───── Available data

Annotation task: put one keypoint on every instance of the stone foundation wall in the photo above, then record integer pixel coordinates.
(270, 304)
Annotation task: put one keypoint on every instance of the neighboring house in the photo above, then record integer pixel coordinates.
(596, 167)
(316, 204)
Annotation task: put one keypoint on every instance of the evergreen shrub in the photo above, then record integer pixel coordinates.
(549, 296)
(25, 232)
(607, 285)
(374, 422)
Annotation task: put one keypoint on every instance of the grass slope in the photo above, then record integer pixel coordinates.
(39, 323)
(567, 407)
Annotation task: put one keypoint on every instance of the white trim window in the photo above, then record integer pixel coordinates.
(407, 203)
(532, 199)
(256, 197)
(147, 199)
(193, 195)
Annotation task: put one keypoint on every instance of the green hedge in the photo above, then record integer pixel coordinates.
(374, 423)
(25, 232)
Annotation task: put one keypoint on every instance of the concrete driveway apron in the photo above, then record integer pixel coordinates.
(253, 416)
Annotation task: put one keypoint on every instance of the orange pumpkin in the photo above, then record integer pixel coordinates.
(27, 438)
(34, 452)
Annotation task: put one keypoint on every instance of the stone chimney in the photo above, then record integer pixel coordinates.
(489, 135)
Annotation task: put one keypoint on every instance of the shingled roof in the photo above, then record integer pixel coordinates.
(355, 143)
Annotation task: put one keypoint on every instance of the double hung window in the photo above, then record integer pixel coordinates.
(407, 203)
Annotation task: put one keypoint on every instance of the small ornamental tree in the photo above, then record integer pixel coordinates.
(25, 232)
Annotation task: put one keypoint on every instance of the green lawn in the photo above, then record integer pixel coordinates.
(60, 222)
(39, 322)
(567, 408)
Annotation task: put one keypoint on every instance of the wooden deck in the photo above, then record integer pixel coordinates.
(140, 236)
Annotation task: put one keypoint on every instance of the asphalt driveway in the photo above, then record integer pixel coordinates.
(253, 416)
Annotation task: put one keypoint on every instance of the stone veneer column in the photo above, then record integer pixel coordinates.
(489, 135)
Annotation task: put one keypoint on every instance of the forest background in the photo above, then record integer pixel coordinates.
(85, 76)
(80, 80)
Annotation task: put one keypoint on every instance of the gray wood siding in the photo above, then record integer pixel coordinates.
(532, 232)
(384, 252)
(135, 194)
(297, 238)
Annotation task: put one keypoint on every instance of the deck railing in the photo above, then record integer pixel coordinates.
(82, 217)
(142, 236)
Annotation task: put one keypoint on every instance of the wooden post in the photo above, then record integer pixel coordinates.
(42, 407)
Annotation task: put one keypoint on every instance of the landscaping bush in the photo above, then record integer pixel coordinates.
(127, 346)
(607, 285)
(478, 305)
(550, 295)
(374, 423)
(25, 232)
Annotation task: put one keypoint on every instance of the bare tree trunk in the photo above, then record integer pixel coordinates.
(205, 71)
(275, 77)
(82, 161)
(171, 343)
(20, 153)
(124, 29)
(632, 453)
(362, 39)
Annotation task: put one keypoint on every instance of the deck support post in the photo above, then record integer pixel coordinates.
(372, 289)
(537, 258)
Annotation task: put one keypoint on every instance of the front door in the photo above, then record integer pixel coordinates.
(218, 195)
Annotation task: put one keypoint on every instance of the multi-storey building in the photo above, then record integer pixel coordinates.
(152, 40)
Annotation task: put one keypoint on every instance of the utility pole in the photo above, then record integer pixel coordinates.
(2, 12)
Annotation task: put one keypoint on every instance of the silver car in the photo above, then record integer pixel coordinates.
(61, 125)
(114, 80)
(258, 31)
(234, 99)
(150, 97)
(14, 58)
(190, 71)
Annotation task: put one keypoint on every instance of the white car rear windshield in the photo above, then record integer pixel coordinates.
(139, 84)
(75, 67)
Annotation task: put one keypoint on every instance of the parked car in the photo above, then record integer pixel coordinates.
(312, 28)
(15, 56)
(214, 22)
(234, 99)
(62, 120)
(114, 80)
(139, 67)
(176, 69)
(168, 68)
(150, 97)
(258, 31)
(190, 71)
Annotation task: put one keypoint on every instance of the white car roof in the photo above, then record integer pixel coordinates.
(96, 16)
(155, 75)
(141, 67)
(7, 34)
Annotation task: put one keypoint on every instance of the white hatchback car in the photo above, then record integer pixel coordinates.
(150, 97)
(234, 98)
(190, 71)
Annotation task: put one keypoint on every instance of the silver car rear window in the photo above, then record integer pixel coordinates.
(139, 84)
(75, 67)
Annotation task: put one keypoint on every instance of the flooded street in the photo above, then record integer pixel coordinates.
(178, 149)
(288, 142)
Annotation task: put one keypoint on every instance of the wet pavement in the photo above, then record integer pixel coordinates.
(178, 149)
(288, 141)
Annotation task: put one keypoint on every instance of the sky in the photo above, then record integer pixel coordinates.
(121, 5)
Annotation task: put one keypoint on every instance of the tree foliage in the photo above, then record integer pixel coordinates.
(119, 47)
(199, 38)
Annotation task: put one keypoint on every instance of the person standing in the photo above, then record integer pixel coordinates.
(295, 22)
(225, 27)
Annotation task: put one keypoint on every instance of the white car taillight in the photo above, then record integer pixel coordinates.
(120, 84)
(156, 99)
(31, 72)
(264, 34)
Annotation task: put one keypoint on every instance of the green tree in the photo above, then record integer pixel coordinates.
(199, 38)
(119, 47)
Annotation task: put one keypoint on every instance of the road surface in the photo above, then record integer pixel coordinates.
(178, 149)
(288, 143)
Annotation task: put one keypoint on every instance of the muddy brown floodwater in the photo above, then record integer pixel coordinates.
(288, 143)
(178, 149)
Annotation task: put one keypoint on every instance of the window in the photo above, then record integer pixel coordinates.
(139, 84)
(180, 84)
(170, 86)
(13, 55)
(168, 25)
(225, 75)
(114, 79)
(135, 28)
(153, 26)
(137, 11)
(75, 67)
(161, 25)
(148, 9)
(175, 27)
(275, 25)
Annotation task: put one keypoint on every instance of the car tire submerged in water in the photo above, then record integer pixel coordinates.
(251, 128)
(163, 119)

──────────

Could you write out all the entries word for word?

Annotation task: put one keypoint on every instance of the stone foundation wall in the photo above, then record integer pixel coordinates.
(270, 304)
Annotation task: put one keypoint on every instance of the neighboring house in the photo above, then record integer pixel coordinates.
(596, 167)
(316, 204)
Annotation task: put one keypoint on every instance of the evergreen shrub in the photo above, then record integer pixel coordinates.
(549, 296)
(25, 232)
(607, 285)
(374, 422)
Annotation task: put one keypoint on every instance of the grass slope in the photo above, then record integer pixel coordinates.
(39, 323)
(567, 407)
Annotation task: put one keypoint on every instance of the white trim window in the photo above, then record integer pixel coordinates.
(407, 203)
(532, 199)
(256, 197)
(147, 199)
(193, 195)
Annotation task: put one keypoint on every instance of the green hedge in the photo above, then record integer pixel coordinates.
(374, 423)
(25, 232)
Annotation task: put one keypoint on every instance of the concrete driveway apron in the photo above, then record integer pixel coordinates.
(253, 416)
Annotation task: put one keypoint on every instance of the orange pumpkin in the photo above, then record integer pixel coordinates.
(27, 438)
(34, 452)
Annotation task: put one keypoint on every instance of the stone chimney in the photo above, then record integer pixel coordinates.
(489, 135)
Annotation task: put one keypoint on every instance of the shingled roof in the photo above, then record integer pixel coordinates.
(355, 143)
Annotation task: put one keypoint on every instance of the double hung window in the photo above, then record integer pixel coordinates.
(407, 203)
Annotation task: put one keypoint on every instance of the small ornamental tree in the photo above, then record integer pixel coordinates.
(25, 232)
Annotation task: put one keypoint on every instance of the green lawn in the photo above, then record integer pixel coordinates.
(60, 222)
(39, 322)
(567, 408)
Annotation task: put one keypoint on every instance of the wooden deck in the photo above, then record integer pixel coordinates.
(140, 236)
Annotation task: put one keypoint on every instance of the asphalt driveway in the photo above, then record integer pixel coordinates.
(253, 416)
Annotation task: put one keypoint on every instance of the stone veneer column in the photo above, then record integer pixel coordinates.
(489, 135)
Annotation task: put one keypoint on every instance of the forest background in the photo above, then record integer pixel coordinates.
(85, 76)
(80, 80)
Annotation task: put one keypoint on every instance of the gray wood siding in the photo above, then record integer pixel coordinates.
(532, 232)
(384, 252)
(135, 194)
(297, 238)
Annotation task: put one keypoint on every instance of the deck railing in the photo above, then record integer pixel coordinates.
(82, 217)
(142, 236)
Annotation task: put one keypoint on every instance of the wooden post in the photo above, then record integer pixel coordinates.
(42, 407)
Annotation task: put one keypoint on every instance of the landscaping bush in the photo above, then record integer pixel coordinates.
(127, 346)
(607, 285)
(478, 305)
(550, 295)
(374, 423)
(25, 232)
Annotation task: put one keypoint on every instance of the bare tree trunk in the photo above, then record integer pixel coordinates.
(205, 71)
(275, 77)
(82, 161)
(171, 343)
(20, 153)
(124, 29)
(632, 453)
(362, 39)
Annotation task: put one keypoint on every instance of the deck support post in the photo above, then record integer pixel coordinates.
(372, 289)
(537, 258)
Annotation task: put one keypoint on every instance of the front door in the photo above, then record integer pixel coordinates.
(218, 195)
Annotation task: put one keypoint on every instance of the multi-storey building in the photo above, then record integer pixel coordinates.
(152, 40)
Annotation task: put one keypoint on every instance of the utility pole in the photo above, then record integer pixel coordinates.
(2, 12)
Annotation task: put one keypoint on every instance of the silver car in the photo above, then record integer pixel coordinates.
(61, 125)
(114, 80)
(258, 31)
(234, 99)
(150, 97)
(14, 58)
(190, 71)
Annotation task: put one keypoint on every instance of the white car rear windshield in the photo above, then record integer pixel coordinates.
(139, 84)
(75, 67)
Annotation task: put one keypoint on every instance of the parked car in the photo above, then record integer pixel coordinates.
(312, 28)
(15, 56)
(214, 22)
(234, 99)
(62, 120)
(114, 80)
(139, 67)
(176, 69)
(168, 68)
(150, 97)
(258, 31)
(190, 71)
Annotation task: put one keypoint on every instance of the white car roof in the photo above, then record integer pixel coordinates.
(96, 16)
(155, 75)
(141, 67)
(7, 34)
Annotation task: put one keypoint on every instance of the white hatchback car in the photo above, then record integer pixel coordinates.
(150, 97)
(234, 98)
(190, 71)
Annotation task: put one keypoint on every instance of the silver car rear window in the photo above, then record integer pixel coordinates.
(139, 84)
(75, 67)
Annotation task: put one keypoint on every instance of the flooded street in the photo above, then record integer pixel coordinates.
(178, 149)
(288, 142)
Annotation task: put one keypoint on every instance of the wet pavement in the photo above, then record integer pixel coordinates.
(178, 149)
(288, 141)
Annotation task: put one keypoint on every instance of the sky in the photo above, then record integer pixel coordinates.
(121, 5)
Annotation task: put one keypoint on every instance of the tree foliage in the photo above, then record integer pixel coordinates.
(119, 47)
(199, 38)
Annotation task: put one keypoint on every instance of the person standing in the photo above, then record integer pixel coordinates.
(295, 22)
(225, 27)
Annotation task: put one keypoint on every instance of the white car taillight in the photo above, then record integer pixel coordinates.
(120, 84)
(156, 99)
(31, 72)
(264, 34)
Annotation task: put one keypoint on every instance of the green tree in the photo above, then record integer pixel coordinates.
(199, 38)
(119, 47)
Annotation task: put one keypoint on every instance of the road surface in the photo above, then record integer pixel coordinates.
(178, 149)
(288, 143)
Annotation task: put one keypoint on every instance of the muddy brown floodwater in the photo above, then record integer pixel coordinates.
(288, 143)
(178, 149)
Annotation task: put one keypoint on every instance of the window in the photo above, then record integer pixel coordinates.
(139, 84)
(180, 84)
(170, 86)
(13, 55)
(168, 25)
(225, 75)
(114, 79)
(135, 28)
(153, 26)
(137, 11)
(75, 67)
(161, 25)
(148, 9)
(175, 27)
(275, 25)
Annotation task: put one keypoint on every instance of the car tire submerged in water in the photo above, then record integer pixel coordinates.
(251, 128)
(163, 119)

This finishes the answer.